* Texte fourni *
Menu Pomme, A propos de ce Mac , tu cliques 2 x sur la version de ton Systeme et tu auras le numéro de série .


----------



## Bubblefreddo (10 Juin 2012)

Salut Chilber,
Viens t'inscrire sur www.dirty-screen.com, et prend contact via contact@dirty-screen.com

Je me répète, mais parceque c'est vrai... Apple a perdu un procès à propos de ces lignes verticales... il y a donc une jurisprudence pour ce problème... et en France, elle est illimité dans le temps...
Pour preuve, le responsable de dirty-screen.com s'est vu "offrir" la réparation de son imac 2006, 6 ans après... il avait juste les bons arguments !


----------



## C@cTuS (11 Juin 2012)

Moi je dirais 5 ans apres plutôt


----------



## Bubblefreddo (11 Juin 2012)

C@cTuS a dit:


> Moi je dirais 5 ans apres plutôt



Allez, entre 5 et 6 ans... :rateau: En tout cas, c'est étrange qu'Apple prenne en charge du matériel hors garantie depuis 4 ( ou 5 ans) et refuse de s'occuper "officiellement" d'appareils de 1 ou 2 ans,  touchés par les taches


----------



## chilber (12 Juin 2012)

merci c'est gentil alors c'est 5PC


----------

* Consignes *
**a.** D'après le fil de discussion, de quelle année date l'iMac dont le responsable de dirty-screen.com s'est vu « offrir » la réparation ?
**b.** Extrayez du fil de discussion le passage qui va de « Menu Pomme, A » à « dans le temps... ».

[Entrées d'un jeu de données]
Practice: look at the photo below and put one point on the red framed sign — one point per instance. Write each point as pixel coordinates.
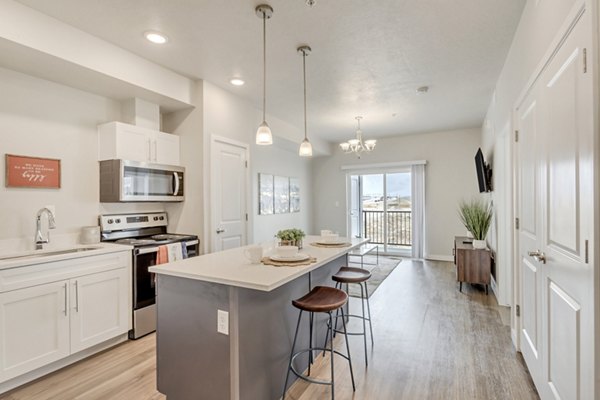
(32, 172)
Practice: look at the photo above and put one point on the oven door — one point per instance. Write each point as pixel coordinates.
(144, 282)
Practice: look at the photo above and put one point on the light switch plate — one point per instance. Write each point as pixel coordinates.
(223, 322)
(52, 210)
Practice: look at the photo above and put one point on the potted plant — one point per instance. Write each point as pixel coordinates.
(476, 215)
(291, 237)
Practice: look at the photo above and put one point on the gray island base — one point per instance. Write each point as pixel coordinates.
(195, 361)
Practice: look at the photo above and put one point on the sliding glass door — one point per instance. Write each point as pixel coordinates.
(381, 209)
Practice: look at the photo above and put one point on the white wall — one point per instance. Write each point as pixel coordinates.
(44, 119)
(540, 23)
(230, 116)
(277, 161)
(449, 177)
(187, 217)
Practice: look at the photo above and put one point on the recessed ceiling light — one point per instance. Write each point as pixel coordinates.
(156, 37)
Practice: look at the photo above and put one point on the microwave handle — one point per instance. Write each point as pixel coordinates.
(176, 178)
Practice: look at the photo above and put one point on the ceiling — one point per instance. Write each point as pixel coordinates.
(368, 57)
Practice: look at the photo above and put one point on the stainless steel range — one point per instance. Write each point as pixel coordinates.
(146, 232)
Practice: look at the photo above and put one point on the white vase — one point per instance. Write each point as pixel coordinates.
(479, 244)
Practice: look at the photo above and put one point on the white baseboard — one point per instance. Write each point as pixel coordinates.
(438, 257)
(30, 376)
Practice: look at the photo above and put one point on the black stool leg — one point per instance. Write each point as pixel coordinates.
(362, 302)
(348, 350)
(369, 311)
(332, 371)
(310, 355)
(337, 312)
(287, 375)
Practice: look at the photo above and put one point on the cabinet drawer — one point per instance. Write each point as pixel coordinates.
(38, 274)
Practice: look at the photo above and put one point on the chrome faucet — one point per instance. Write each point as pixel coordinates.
(39, 239)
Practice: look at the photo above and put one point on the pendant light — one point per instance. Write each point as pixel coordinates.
(305, 147)
(263, 134)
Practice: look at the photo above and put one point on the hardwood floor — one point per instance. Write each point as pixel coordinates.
(431, 342)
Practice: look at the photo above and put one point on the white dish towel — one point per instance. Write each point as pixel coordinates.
(174, 252)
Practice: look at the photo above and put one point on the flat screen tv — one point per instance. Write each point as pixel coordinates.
(484, 173)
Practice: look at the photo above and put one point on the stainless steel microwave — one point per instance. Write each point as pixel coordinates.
(131, 181)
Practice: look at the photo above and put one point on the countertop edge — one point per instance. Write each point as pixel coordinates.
(102, 248)
(302, 270)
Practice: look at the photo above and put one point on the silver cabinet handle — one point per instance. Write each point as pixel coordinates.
(77, 296)
(65, 309)
(538, 256)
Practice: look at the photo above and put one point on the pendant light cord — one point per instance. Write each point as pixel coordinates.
(304, 69)
(264, 66)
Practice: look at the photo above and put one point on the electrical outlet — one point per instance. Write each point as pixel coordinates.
(223, 322)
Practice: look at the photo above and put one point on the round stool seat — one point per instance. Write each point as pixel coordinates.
(351, 275)
(321, 299)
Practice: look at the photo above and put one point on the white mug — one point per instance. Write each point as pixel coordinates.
(287, 251)
(254, 254)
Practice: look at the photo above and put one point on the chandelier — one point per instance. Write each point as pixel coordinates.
(357, 145)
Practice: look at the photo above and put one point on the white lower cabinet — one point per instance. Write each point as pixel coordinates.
(99, 308)
(41, 323)
(34, 327)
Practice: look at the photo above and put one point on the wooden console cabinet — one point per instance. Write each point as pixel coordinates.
(472, 265)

* Solutions *
**a.** 2006.

**b.**
Menu Pomme, A propos de ce Mac , tu cliques 2 x sur la version de ton Systeme et tu auras le numéro de série .


----------



## Bubblefreddo (10 Juin 2012)

Salut Chilber,
Viens t'inscrire sur www.dirty-screen.com, et prend contact via contact@dirty-screen.com

Je me répète, mais parceque c'est vrai... Apple a perdu un procès à propos de ces lignes verticales... il y a donc une jurisprudence pour ce problème... et en France, elle est illimité dans le temps...